▶ **Opgave**
Hoeveel hoofdstukken telt de inhoudsopgave van het besproken boek volgens de bespreking over vitaliteit en veroudering?

#### Tekstfragment ####

De verschijning van de 54-jarige Rudi Westendorp, hoogleraar ouderengeneeskunde in Leiden en directeur van Leyden Academy on Vitality and Ageing, is met zijn markant kleurige vlinderdas opmerkelijk te noemen. Dat geldt niet minder voor zijn Oud worden zonder het te zijn. Over vitaliteit en veroudering. Dit 300 pagina’s tellende boek is een eyeopener vol feiten over vitaliteit en ouderdom, die zich op een onderhoudende wijze aan u presenteren.
Het boek, dat inmiddels aan zijn tiende druk toe is, start met een inhoudsopgave die in totaal 13 hoofdstukken telt en een afsluitend ‘Recept voor de toekomst’. Laat u zich niet ontmoedigen door de inhoudsopgave. Wollige hoofdstuktitels als ‘Eeuwig leven’, ‘Schatters van de eindigheid’ en ‘Lang zullen we leven’ bieden nauwelijks tot geen gestructureerd inhoudelijk overzicht.
Dit bezwaar vervalt meteen als u start met hoofdstuk 1. Want net als elk volgend hoofdstuk start de auteur met een korte samenvatting die u alsnog op een toegankelijke wijze het ontbrekende maar broodnodige inzicht geeft. Daar blijft het niet bij: als lezer wordt u meegezogen en kijkt u mee door de medische, biologische en evolutionaire bril van Rudi Westendorp.
Tal van wetenschappelijke feiten over schade, herstelvermogen, levensloop, veroudering en vitaliteit worden op zeer boeiende en glasheldere wijze gepresenteerd. De uitspraak ‘De eerste die 135 wordt is al geboren’ laat niets aan duidelijkheid te wensen. Dat geldt voor meer uitspraken en citaten: ‘Mensen zullen weliswaar nooit onsterfelijk worden, maar we kunnen veroudering door schade wel uitstellen’. ‘Er is een rekenkundig model om de eindigheid te voorspellen. De sterftekans verdubbelt elke 8 jaar en neemt exponentieel toe’. ‘Elke week wordt ons leven met een weekend verlengd, en het einde van deze ontwikkeling is nog niet in zicht’. ‘Alles wijst erop dat in de toekomst minder mensen dementie zullen ontwikkelen dan nu’. ‘Als Drees wordt gevolgd, die bij de invoering van de AOW opmerkte dat de leeftijd van pensionering aan de levensverwachting dient te worden aangepast, zouden mannen nu tot hun 70ste moeten blijven werken en vrouwen tot hun 72ste’.
Hoewel het confronterend kan zijn wanneer u leest dat het verouderingsproces start na het 50ste levensjaar, stelt Westendorp u meteen gerust: veroudering is een universeel principe. In Nederland waarderen mensen op hoge leeftijd het leven met een 8. Dat betekent dat de meeste ouderen goed kunnen omgaan met tegenslag, ziekte en gebrek.

#### Aangeleverd materiaal ####

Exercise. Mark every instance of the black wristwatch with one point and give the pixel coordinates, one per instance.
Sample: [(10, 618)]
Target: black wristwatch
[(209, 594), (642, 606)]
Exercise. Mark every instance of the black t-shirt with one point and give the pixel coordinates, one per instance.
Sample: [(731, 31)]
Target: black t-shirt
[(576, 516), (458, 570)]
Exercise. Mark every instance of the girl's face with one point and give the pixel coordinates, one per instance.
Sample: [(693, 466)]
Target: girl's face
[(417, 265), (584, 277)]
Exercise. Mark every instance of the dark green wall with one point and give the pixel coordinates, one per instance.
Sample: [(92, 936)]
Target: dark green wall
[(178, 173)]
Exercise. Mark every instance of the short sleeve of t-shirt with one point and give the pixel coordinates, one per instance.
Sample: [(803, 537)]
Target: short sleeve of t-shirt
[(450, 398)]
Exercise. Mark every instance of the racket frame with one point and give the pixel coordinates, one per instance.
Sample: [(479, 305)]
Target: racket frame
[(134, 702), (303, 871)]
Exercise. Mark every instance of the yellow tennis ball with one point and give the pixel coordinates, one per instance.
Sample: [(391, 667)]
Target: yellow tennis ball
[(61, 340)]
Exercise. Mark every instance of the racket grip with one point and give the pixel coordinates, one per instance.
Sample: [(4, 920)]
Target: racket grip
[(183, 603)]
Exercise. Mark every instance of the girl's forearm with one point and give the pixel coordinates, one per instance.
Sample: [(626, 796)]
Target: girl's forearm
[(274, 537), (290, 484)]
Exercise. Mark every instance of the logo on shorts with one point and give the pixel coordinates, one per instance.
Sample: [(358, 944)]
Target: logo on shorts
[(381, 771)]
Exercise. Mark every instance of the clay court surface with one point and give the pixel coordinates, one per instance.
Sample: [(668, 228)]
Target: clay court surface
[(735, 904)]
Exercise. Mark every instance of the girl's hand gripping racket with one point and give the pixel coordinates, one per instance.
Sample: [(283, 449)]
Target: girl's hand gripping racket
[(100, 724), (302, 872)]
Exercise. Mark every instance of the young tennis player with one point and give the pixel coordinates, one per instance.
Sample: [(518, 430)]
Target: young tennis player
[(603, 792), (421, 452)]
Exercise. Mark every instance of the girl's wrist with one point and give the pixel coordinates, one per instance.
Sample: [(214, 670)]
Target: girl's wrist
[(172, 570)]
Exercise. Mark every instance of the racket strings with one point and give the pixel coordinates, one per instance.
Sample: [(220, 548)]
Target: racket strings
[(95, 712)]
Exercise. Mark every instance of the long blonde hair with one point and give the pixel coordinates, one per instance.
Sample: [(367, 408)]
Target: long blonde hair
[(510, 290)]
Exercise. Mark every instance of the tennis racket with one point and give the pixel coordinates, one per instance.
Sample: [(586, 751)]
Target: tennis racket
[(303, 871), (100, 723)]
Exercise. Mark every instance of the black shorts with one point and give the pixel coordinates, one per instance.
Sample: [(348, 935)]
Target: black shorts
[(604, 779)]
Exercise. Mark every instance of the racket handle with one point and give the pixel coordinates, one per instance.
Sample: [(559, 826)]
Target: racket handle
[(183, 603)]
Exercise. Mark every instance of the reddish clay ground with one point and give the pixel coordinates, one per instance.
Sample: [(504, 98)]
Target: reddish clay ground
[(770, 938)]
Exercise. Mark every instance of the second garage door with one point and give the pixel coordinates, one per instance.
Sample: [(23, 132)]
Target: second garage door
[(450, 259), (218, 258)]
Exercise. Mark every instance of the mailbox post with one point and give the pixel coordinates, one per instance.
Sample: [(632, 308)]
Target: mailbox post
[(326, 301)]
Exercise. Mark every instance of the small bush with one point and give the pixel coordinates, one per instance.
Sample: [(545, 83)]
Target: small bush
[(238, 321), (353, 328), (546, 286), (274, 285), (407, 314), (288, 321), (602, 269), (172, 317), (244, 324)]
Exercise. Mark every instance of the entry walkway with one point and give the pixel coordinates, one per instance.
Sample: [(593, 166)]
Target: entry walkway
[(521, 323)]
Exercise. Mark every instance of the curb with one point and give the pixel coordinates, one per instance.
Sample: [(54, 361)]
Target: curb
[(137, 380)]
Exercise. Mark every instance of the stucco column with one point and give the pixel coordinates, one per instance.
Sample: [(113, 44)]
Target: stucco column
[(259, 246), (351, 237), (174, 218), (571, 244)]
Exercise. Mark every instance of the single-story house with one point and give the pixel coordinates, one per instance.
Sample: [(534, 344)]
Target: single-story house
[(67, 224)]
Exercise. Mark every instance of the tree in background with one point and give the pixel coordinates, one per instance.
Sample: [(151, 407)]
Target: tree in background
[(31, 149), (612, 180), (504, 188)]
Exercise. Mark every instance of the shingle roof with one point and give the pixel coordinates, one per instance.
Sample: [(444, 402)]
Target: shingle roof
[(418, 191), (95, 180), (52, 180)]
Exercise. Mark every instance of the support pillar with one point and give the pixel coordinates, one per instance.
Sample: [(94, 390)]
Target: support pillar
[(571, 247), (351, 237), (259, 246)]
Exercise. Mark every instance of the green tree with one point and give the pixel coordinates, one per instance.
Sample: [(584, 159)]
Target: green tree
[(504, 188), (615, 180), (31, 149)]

####
#### Aangeleverd materiaal ####

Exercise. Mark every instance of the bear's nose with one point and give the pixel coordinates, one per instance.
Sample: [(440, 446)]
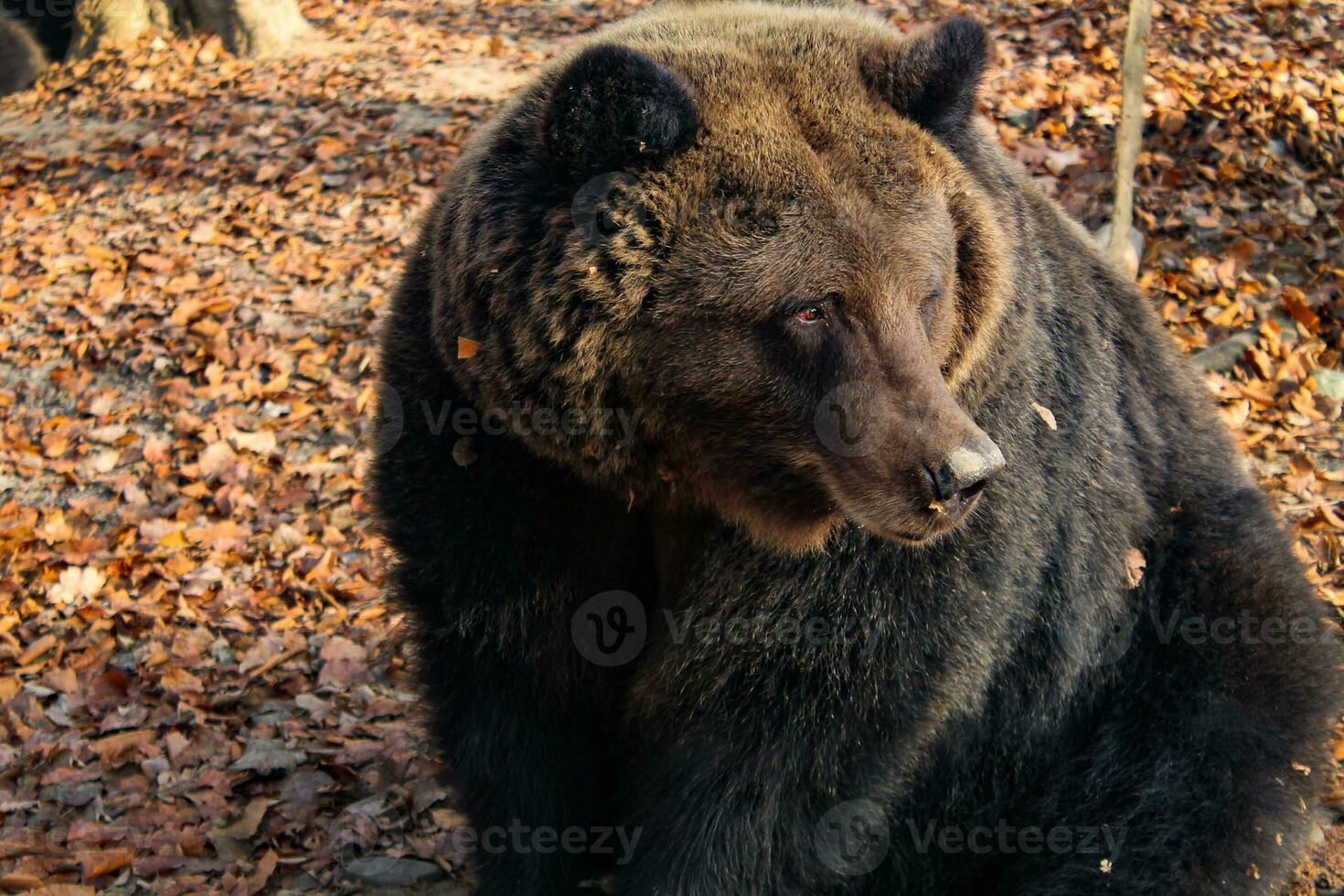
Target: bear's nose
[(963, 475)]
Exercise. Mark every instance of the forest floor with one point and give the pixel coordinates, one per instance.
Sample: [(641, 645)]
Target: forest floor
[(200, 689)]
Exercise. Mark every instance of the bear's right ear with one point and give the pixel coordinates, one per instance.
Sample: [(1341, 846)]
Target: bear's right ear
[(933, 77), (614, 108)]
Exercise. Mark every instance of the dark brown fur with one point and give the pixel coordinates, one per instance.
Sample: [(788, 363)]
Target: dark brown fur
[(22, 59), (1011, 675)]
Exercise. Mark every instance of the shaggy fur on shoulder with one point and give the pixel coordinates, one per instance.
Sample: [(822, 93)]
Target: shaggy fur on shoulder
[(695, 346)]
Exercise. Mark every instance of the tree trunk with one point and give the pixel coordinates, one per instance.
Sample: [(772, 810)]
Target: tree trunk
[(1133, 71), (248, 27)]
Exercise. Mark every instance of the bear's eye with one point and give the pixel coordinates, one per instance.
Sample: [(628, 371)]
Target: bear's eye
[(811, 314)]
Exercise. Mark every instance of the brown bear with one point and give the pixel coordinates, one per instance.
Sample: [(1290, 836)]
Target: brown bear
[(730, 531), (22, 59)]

####
#### Aangeleverd materiaal ####

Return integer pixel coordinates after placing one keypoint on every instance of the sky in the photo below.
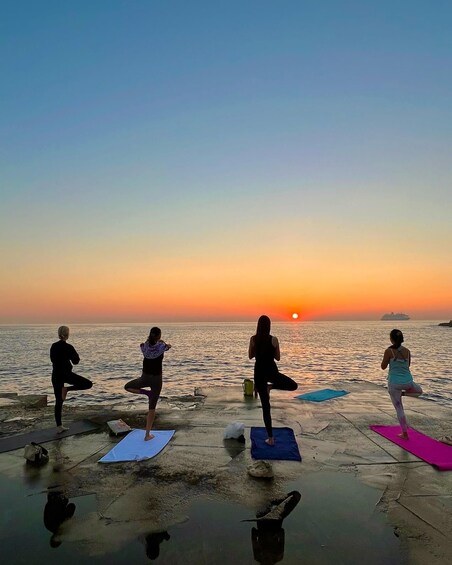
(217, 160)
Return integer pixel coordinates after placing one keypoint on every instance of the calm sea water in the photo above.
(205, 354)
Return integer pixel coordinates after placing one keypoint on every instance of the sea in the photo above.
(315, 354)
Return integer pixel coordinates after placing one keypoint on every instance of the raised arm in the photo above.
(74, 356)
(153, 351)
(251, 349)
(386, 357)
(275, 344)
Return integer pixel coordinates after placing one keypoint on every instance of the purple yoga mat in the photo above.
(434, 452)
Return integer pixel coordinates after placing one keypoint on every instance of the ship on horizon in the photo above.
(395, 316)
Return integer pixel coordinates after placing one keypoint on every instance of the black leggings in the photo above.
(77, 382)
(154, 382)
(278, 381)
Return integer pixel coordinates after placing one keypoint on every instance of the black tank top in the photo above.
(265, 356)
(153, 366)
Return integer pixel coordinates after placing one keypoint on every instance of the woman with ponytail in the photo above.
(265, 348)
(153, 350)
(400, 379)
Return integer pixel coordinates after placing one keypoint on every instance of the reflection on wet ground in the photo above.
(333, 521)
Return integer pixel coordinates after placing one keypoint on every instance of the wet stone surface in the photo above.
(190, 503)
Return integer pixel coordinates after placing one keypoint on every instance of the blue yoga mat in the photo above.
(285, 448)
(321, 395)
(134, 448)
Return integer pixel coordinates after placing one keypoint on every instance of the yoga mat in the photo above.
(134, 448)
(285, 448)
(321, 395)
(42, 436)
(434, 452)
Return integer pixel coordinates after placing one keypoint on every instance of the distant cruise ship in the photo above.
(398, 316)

####

▶ **Jouw oplossing**
13 hoofdstukken.